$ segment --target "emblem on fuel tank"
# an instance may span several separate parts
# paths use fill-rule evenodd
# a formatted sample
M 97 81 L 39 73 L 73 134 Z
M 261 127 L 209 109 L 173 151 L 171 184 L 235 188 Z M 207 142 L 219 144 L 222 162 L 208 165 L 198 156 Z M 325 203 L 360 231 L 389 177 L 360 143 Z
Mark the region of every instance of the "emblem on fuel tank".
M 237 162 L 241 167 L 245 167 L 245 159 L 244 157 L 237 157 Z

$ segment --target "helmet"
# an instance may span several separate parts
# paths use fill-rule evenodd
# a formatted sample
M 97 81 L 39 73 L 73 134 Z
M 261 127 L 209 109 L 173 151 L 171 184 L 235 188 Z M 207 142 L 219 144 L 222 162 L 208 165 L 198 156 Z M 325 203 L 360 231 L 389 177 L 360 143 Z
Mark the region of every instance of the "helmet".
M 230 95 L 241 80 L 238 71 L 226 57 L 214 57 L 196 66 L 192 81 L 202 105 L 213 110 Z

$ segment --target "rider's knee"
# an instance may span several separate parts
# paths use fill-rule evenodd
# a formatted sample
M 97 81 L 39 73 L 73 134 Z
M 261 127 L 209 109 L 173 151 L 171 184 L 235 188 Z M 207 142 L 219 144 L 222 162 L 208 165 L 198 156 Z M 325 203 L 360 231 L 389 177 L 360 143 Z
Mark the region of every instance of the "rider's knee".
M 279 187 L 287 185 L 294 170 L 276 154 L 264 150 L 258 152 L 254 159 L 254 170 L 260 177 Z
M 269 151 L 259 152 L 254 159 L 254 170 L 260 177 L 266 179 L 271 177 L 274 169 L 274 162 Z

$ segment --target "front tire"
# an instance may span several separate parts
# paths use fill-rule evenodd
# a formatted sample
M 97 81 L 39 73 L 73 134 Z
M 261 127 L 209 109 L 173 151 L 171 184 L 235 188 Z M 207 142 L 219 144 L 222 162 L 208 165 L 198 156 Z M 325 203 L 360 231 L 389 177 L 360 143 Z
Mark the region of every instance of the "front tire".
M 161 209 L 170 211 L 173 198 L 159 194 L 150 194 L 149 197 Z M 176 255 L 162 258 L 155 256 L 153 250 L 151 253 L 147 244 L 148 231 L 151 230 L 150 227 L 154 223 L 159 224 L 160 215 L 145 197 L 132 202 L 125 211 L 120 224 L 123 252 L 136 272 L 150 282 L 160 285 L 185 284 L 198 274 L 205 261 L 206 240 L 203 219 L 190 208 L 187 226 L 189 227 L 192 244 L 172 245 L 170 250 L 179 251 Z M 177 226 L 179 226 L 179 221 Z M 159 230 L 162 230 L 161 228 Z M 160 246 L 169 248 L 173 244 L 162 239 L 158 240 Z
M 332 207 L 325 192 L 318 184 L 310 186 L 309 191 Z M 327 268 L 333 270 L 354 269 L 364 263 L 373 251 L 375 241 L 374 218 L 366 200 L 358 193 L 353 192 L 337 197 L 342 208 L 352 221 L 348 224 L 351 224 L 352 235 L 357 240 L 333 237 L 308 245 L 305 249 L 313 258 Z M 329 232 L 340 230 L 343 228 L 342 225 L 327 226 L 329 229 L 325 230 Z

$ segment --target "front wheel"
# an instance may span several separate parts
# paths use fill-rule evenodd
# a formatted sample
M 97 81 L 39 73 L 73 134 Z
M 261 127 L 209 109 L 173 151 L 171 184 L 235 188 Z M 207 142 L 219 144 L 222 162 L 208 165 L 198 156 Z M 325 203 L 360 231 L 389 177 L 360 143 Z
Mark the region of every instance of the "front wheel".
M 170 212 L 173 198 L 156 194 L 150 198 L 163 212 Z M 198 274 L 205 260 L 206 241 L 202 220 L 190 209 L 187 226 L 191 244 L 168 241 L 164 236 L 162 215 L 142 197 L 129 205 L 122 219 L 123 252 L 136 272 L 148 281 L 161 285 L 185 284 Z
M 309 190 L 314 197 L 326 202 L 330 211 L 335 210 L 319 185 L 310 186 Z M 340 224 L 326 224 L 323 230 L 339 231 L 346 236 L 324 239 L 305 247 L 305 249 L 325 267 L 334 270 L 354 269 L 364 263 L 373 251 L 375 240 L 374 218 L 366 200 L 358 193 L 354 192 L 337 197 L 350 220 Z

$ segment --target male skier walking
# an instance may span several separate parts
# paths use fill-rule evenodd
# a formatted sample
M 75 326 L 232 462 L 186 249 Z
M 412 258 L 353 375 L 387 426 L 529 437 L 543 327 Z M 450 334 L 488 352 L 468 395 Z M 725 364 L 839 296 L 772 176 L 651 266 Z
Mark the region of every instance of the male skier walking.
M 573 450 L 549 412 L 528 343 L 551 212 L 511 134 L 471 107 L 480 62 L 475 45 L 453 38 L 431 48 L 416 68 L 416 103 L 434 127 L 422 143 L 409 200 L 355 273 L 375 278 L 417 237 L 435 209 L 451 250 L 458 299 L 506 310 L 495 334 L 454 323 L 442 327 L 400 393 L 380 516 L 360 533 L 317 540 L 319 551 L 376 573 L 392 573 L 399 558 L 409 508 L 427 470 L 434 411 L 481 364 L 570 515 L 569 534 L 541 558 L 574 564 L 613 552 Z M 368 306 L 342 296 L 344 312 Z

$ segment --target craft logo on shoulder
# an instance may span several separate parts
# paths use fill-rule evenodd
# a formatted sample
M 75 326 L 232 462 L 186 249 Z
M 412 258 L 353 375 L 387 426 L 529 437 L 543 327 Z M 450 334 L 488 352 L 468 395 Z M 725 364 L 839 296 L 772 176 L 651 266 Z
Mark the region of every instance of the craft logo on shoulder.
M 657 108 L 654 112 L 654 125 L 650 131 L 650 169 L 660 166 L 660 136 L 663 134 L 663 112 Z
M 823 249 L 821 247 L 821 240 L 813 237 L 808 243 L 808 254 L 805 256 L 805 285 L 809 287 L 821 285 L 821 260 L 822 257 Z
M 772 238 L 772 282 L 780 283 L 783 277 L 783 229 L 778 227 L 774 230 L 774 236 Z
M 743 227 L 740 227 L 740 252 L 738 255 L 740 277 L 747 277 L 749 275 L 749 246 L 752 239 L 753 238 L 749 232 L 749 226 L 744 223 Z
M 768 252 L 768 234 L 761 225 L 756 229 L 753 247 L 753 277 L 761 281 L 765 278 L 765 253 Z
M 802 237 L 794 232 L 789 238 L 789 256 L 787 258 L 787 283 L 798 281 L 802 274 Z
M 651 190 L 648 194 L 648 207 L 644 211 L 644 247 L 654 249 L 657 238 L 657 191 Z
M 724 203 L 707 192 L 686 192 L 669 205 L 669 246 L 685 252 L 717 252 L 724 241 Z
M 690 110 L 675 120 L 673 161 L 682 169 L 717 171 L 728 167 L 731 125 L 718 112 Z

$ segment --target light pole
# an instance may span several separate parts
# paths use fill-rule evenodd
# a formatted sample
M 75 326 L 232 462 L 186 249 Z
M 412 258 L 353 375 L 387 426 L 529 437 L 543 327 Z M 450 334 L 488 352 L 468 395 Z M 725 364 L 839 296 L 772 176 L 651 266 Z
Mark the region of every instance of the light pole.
-*-
Directive:
Rewrite the listing above from its start through the line containing "M 269 151 L", both ends included, and keep the requests unchanged. Scale every coordinate in the answer outlines by 0.85 and round each to a whole number, with halves rounding up.

Written solution:
$ segment --target "emblem on fuel tank"
# an instance may span several separate parts
# paths use fill-rule evenodd
# a formatted sample
M 97 81 L 39 73 L 73 134 Z
M 261 127 L 209 109 L 173 151 L 171 184 L 235 188 Z M 207 142 L 219 144 L 222 162 L 208 165 L 198 156 Z M 325 203 L 360 231 L 389 177 L 360 143 Z
Mark the region of every instance of the "emblem on fuel tank".
M 201 138 L 205 142 L 208 142 L 208 135 L 207 133 L 201 133 Z

$ segment --target "helmet"
# an instance may span several separate parts
# paths use fill-rule evenodd
# a formatted sample
M 97 81 L 39 73 L 73 134 Z
M 261 127 L 209 109 L 173 151 L 171 184 L 235 188 Z M 207 142 L 219 144 L 222 162 L 208 165 L 198 156 Z M 325 203 L 360 231 L 389 177 L 360 143 Z
Mark the region of every instance of the "helmet".
M 196 81 L 205 68 L 202 60 L 192 48 L 182 48 L 167 56 L 163 69 L 172 89 L 181 94 Z

$ segment --target "rider's knee"
# an instance may span several separate parts
# paths use fill-rule evenodd
# a formatted sample
M 97 81 L 39 73 L 73 134 Z
M 261 127 L 209 109 L 173 151 L 171 184 L 235 188 Z M 207 142 L 219 144 L 222 162 L 208 165 L 198 156 Z M 325 203 L 360 231 L 389 177 L 360 143 Z
Mark the region of every instance of the "rider's knee".
M 237 159 L 244 157 L 250 145 L 235 131 L 224 128 L 219 129 L 216 135 L 216 145 L 221 150 Z
M 229 128 L 220 129 L 216 135 L 216 145 L 221 150 L 226 152 L 230 150 L 233 144 L 233 138 Z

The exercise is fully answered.